● **EXTRACTED TEXT**:
☆ ☆ ☆

A similar analysis is presented in [52] for fast matrix multiplication. Ballard et al. [4] showed that performing sufficient DFS steps (to fit memory limitations) followed by all BFS steps is optimal. Notice that when $M=\Omega\left(\frac{n}{P^{\log (2 k-1)} k}\right)$ the algorithm can execute the multiplication with only BFS steps. This is often called the unlimited memory case, as additional memory does not benefit the algorithm. We assume that $n$ is a power of $k$ and $P$ is a power of $2 k-1$ (otherwise, we can add padding or use fewer processors). We follow a similar data partitioning as in $[4,53]$ for parallel fast matrix multiplication, with the necessary adaptions to the Toom-Cook algorithm. We label the processors using $\log _{(2 k-1)} P$-digit strings, signifying their index in base $(2 k-1)$. We arrange the processors in a two-dimensional grid of dimensions $\frac{P}{2 k-1} \times(2 k-1)$. At each BFS step, we reposition the processors in the grid such that at the $i^{\prime} t h$ BFS step, processors in the same row align in all coordinates except the $i^{\text {th }}$, and the $i^{\text {th }}$ digit points to the column. At the beginning (resp. end) of the run, the input (resp. output) is distributed on all processors. Let $l_{\text {total }}$ denote the algorithm's total number of recursive steps. We use a one-dimensional block-cyclic data layout on blocks of size $\frac{n}{P} \cdot \frac{1}{k^{l_{\text {total }}}}$. This setting minimizes communication cost as shown in [53]. A BFS step involves communication only within rows of the grid ( $2 k-1$ processors), and a DFS step does not involve communication at all. The rest of the algorithm is similar to the standard Toom-Cook algorithm.


Figure 1: Fault-Tolerant Toom-Cook algorithm with $f$. ( $2 k-1$ ) additional code processors (highlighted in green), encoded using a linear code. Each code processor encodes a single column. Communication occurs only within the rows.

## 4 FAULT-TOLERANT TOOM-COOK

In this section, we propose a fault-tolerant Toom-Cook algorithm based on the parallel version of Toom-Cook (Section 3). We propose a tailored code for each stage of the algorithm. We follow [8] and apply a linear erasure code that enables fault-tolerance throughout the evaluation and interpolation stages. We then use a polynomial code to enable fault-tolerance in the multiplication stage, leveraging the unique structure of Toom-Cook. In contrast, in fast matrix multiplication, Birnbaum et al. [8] cannot use a code for the multiplication stage and require recomputations to recover from faults at that stage. Integrating our code with Toom-Cook's multiplication stage reduces the overhead costs of our fault-tolerant algorithm. We next present the application of the codes, starting from our linear coding. We follow the notations in Section 3.

### 4.1 Linear coding

We follow the parallelization and data partitioning of Parallel ToomCook. We arrange the processors in a similar two-dimensional grid of size $\frac{P}{2 k-1} \times(2 k-1)$ and add $f$ additional rows of code processors (a total of $f \cdot(2 k-1)$ code processors) at the bottom of the grid, as shown in Figure 1. We denote by $P_{i, j}^{s}$ the processor in the $i^{\prime} t h$ row and the $j^{\prime}$ th column of the two-dimensional grid at the $s^{\prime} t h$ BFS step.

☆ ☆ ☆

● **SHORT PROBLEM 1**: In the Toom-Cook text, what kind of code enables fault tolerance in the multiplication stage?

☆ ☆ ☆

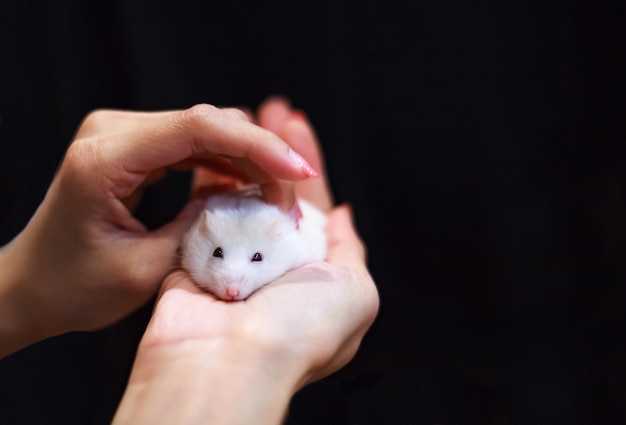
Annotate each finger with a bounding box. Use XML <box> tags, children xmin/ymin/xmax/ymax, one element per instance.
<box><xmin>258</xmin><ymin>96</ymin><xmax>292</xmax><ymax>133</ymax></box>
<box><xmin>278</xmin><ymin>113</ymin><xmax>333</xmax><ymax>211</ymax></box>
<box><xmin>233</xmin><ymin>158</ymin><xmax>296</xmax><ymax>212</ymax></box>
<box><xmin>222</xmin><ymin>108</ymin><xmax>252</xmax><ymax>122</ymax></box>
<box><xmin>326</xmin><ymin>205</ymin><xmax>366</xmax><ymax>269</ymax></box>
<box><xmin>98</xmin><ymin>105</ymin><xmax>316</xmax><ymax>198</ymax></box>
<box><xmin>76</xmin><ymin>109</ymin><xmax>174</xmax><ymax>139</ymax></box>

☆ ☆ ☆

● **SHORT PROBLEM 2**: Write out every one of the records above again with no changes, and leave the pictures out.

● **EXERCISE ANSWER 1**: A polynomial code.

● **EXERCISE ANSWER 2**:
Annotate each finger with a bounding box. Use XML <box> tags, children xmin/ymin/xmax/ymax, one element per instance.
<box><xmin>258</xmin><ymin>96</ymin><xmax>292</xmax><ymax>133</ymax></box>
<box><xmin>278</xmin><ymin>113</ymin><xmax>333</xmax><ymax>211</ymax></box>
<box><xmin>233</xmin><ymin>158</ymin><xmax>296</xmax><ymax>212</ymax></box>
<box><xmin>222</xmin><ymin>108</ymin><xmax>252</xmax><ymax>122</ymax></box>
<box><xmin>326</xmin><ymin>205</ymin><xmax>366</xmax><ymax>269</ymax></box>
<box><xmin>98</xmin><ymin>105</ymin><xmax>316</xmax><ymax>198</ymax></box>
<box><xmin>76</xmin><ymin>109</ymin><xmax>174</xmax><ymax>139</ymax></box>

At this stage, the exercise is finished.